# [Data listing]
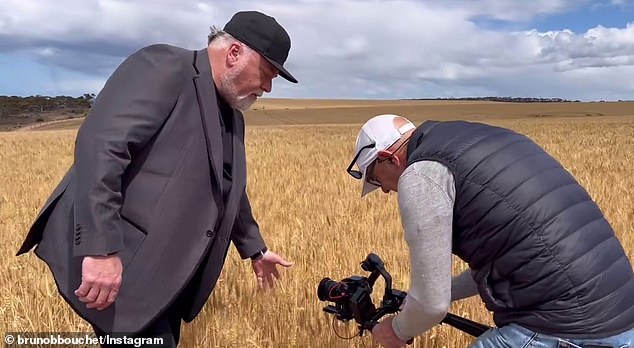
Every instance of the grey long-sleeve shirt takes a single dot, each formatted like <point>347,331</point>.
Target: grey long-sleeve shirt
<point>426,195</point>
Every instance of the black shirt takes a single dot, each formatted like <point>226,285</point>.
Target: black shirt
<point>226,129</point>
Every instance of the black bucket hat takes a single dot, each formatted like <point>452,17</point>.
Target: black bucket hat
<point>264,35</point>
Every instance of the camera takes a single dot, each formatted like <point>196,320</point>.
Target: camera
<point>351,298</point>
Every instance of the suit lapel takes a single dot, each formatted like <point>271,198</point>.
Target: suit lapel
<point>206,96</point>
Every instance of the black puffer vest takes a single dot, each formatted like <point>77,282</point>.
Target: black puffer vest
<point>541,251</point>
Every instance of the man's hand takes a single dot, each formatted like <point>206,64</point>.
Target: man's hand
<point>265,269</point>
<point>384,335</point>
<point>100,281</point>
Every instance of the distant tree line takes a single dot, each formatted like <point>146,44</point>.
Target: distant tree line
<point>507,99</point>
<point>13,105</point>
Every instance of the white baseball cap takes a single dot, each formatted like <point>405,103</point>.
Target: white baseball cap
<point>377,134</point>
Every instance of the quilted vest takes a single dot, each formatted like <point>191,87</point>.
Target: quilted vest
<point>541,252</point>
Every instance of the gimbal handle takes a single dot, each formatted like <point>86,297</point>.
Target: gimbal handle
<point>392,300</point>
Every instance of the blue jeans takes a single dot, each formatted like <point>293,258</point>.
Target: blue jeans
<point>515,336</point>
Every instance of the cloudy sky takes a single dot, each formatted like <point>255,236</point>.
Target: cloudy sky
<point>573,49</point>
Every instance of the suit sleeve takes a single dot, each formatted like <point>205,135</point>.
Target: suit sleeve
<point>246,232</point>
<point>131,108</point>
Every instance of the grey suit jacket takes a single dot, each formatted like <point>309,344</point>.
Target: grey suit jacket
<point>146,183</point>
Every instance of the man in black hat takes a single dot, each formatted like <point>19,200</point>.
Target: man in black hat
<point>137,231</point>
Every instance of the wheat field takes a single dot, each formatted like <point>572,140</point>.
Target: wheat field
<point>310,212</point>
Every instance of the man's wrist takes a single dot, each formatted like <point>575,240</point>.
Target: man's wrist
<point>258,255</point>
<point>397,331</point>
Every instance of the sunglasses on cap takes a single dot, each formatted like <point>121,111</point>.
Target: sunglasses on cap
<point>357,174</point>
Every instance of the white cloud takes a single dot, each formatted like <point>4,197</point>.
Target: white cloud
<point>347,49</point>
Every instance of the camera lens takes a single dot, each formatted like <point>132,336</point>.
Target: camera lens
<point>330,290</point>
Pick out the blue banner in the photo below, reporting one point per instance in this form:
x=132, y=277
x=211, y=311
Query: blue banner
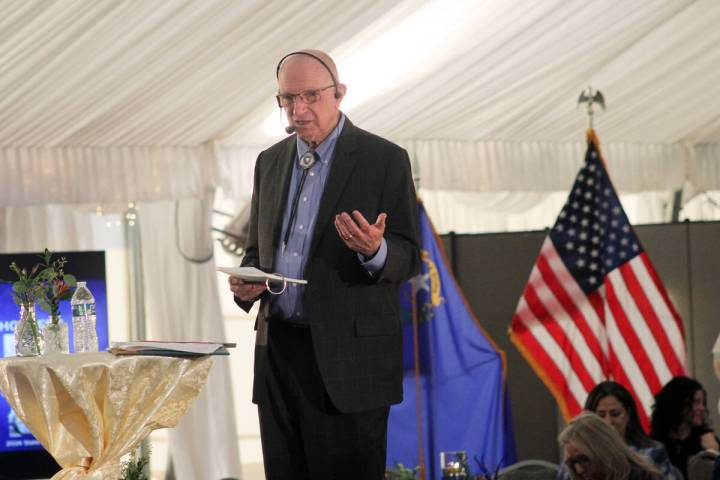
x=455, y=394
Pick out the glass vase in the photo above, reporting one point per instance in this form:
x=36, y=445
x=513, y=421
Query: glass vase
x=55, y=336
x=28, y=337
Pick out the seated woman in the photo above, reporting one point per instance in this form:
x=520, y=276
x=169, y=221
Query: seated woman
x=593, y=450
x=614, y=404
x=680, y=421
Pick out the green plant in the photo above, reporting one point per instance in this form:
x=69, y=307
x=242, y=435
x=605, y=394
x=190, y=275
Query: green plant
x=58, y=285
x=134, y=467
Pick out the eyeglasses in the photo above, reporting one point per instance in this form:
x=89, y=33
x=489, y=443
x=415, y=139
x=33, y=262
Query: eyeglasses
x=307, y=97
x=581, y=460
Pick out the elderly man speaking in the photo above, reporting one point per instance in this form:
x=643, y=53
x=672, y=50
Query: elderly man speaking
x=335, y=205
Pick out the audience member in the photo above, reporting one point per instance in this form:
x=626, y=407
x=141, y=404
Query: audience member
x=593, y=450
x=680, y=421
x=614, y=404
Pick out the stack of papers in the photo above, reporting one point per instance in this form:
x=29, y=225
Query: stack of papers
x=255, y=275
x=170, y=349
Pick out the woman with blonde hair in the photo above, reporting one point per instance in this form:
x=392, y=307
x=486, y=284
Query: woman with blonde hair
x=594, y=450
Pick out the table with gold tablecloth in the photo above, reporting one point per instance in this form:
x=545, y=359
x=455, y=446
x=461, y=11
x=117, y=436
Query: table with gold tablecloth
x=90, y=409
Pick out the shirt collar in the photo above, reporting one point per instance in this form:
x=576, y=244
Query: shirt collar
x=327, y=146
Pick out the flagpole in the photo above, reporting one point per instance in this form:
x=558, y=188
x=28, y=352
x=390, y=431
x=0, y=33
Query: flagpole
x=592, y=97
x=416, y=348
x=418, y=391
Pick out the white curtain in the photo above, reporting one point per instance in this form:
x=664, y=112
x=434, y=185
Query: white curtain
x=57, y=227
x=183, y=303
x=104, y=175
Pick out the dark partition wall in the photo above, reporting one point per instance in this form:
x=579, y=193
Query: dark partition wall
x=704, y=240
x=492, y=269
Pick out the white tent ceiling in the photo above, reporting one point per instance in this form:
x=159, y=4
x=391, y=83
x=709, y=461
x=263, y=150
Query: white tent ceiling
x=482, y=93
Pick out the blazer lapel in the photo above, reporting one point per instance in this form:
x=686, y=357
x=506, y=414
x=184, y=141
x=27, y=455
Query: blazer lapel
x=340, y=170
x=283, y=166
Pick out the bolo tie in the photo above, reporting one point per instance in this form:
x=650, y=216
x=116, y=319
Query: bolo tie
x=306, y=161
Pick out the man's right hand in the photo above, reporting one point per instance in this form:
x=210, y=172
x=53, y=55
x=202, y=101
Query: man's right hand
x=247, y=292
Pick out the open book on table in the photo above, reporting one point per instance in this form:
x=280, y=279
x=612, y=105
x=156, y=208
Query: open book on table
x=255, y=275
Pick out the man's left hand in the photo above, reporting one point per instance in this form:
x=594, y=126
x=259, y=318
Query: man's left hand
x=358, y=234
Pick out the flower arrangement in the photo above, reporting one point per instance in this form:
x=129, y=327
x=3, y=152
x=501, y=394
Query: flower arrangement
x=45, y=283
x=58, y=285
x=135, y=467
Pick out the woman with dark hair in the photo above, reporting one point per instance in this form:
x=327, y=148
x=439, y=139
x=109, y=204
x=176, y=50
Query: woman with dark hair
x=614, y=404
x=680, y=421
x=593, y=450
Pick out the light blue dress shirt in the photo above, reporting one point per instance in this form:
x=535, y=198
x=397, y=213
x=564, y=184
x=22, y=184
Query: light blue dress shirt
x=290, y=261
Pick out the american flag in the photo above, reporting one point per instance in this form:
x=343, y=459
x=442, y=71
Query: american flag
x=594, y=308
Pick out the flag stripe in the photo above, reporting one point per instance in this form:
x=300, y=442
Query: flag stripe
x=555, y=367
x=596, y=335
x=625, y=361
x=573, y=323
x=632, y=273
x=619, y=376
x=587, y=312
x=538, y=297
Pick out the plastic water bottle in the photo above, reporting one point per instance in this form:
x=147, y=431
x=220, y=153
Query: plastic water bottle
x=83, y=305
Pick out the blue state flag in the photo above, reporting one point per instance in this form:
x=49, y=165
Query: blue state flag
x=455, y=394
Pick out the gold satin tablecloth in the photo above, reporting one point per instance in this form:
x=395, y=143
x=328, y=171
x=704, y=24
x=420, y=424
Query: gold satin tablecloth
x=90, y=409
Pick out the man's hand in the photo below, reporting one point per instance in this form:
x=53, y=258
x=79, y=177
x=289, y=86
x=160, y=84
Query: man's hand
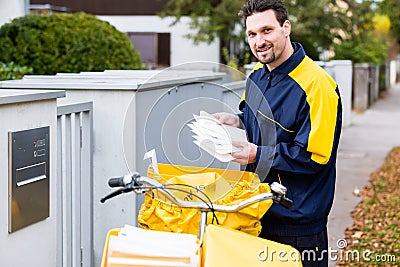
x=247, y=153
x=227, y=118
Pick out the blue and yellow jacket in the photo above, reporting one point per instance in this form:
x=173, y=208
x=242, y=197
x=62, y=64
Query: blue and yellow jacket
x=294, y=115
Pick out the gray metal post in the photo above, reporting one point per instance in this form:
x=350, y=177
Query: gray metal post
x=360, y=86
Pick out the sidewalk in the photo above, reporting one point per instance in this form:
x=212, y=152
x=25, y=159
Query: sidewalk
x=363, y=148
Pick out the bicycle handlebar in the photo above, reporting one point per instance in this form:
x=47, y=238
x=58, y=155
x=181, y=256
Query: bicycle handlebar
x=140, y=184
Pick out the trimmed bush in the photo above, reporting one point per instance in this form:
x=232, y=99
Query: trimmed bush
x=66, y=43
x=12, y=71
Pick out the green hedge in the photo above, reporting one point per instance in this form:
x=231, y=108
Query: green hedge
x=66, y=43
x=11, y=71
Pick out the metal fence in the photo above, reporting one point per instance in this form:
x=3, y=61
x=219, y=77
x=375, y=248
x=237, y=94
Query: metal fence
x=75, y=165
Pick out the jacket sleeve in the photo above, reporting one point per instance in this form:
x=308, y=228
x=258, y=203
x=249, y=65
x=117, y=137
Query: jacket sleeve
x=316, y=136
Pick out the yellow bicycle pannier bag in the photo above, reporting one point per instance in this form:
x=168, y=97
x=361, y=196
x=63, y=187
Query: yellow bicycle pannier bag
x=227, y=187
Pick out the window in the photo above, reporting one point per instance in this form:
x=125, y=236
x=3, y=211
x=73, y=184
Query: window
x=154, y=48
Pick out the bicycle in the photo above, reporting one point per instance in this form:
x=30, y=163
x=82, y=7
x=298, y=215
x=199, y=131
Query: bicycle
x=142, y=185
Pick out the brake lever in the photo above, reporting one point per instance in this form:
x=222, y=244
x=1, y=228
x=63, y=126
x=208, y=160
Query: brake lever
x=117, y=192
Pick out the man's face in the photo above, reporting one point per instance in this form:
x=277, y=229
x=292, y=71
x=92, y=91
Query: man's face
x=268, y=39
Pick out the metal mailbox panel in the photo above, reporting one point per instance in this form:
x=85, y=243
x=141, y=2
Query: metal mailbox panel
x=29, y=161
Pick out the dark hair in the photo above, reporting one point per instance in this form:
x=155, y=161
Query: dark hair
x=257, y=6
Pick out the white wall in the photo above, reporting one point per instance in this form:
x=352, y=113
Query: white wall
x=182, y=49
x=10, y=9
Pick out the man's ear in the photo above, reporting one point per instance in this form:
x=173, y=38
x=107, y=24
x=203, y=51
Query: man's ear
x=287, y=27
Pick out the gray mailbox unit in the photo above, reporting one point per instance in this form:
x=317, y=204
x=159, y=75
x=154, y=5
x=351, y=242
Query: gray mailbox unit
x=28, y=182
x=29, y=160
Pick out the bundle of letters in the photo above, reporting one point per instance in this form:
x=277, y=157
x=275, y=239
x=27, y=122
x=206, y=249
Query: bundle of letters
x=134, y=246
x=215, y=138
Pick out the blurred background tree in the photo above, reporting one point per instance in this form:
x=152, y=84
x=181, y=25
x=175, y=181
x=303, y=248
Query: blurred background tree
x=368, y=38
x=315, y=23
x=391, y=8
x=60, y=42
x=325, y=28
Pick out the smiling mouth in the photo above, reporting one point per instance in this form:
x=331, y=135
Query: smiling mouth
x=264, y=50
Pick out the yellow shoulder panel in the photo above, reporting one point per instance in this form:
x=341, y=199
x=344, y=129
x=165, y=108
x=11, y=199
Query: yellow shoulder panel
x=323, y=101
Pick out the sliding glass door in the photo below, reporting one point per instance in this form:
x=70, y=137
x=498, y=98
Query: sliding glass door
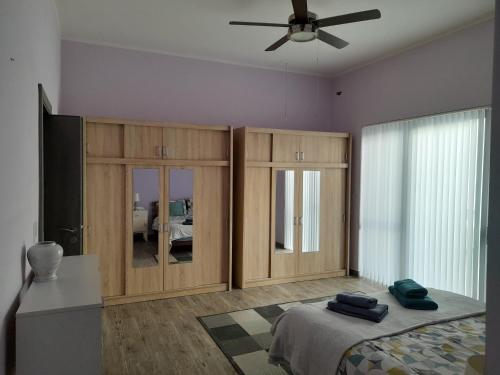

# [What you need to do]
Where the listing above reaches the line that contains "Query: shirt collar", start retyping, and finish with the line that contains "x=156, y=208"; reproduce those lines exactly and no others.

# [Response]
Query: shirt collar
x=327, y=146
Pick out the flagpole in the photo above, reporting one point per instance in this form:
x=558, y=188
x=28, y=352
x=390, y=431
x=0, y=33
Query: flagpole
x=592, y=97
x=416, y=348
x=418, y=391
Pick out the white curtain in the photo above, reporting one point per instance in this form:
x=664, y=112
x=434, y=185
Query: white curtain
x=57, y=227
x=183, y=303
x=104, y=175
Pick out the dark partition wall in the photo above, reporting one point per instance in this form:
x=579, y=193
Query: dark partition wall
x=704, y=240
x=492, y=269
Pick out the white tent ceiling in the photo above, reporting one point per instance in this form:
x=159, y=4
x=391, y=83
x=709, y=461
x=263, y=150
Query: white tent ceiling
x=482, y=93
Pick out the blazer lapel in the photo above, reporting one point per instance in this form:
x=686, y=357
x=506, y=414
x=184, y=141
x=27, y=455
Query: blazer lapel
x=340, y=170
x=283, y=166
Pick out the bolo tie in the photo above, reporting one point per instance in this form:
x=650, y=216
x=116, y=319
Query: bolo tie
x=306, y=161
Pick out the man's right hand in the photo above, reporting one point per instance in this form:
x=210, y=172
x=53, y=55
x=202, y=101
Query: man's right hand
x=247, y=292
Pick out the open book on table in the photo above, reporting one point per instance in this form:
x=280, y=279
x=612, y=105
x=156, y=208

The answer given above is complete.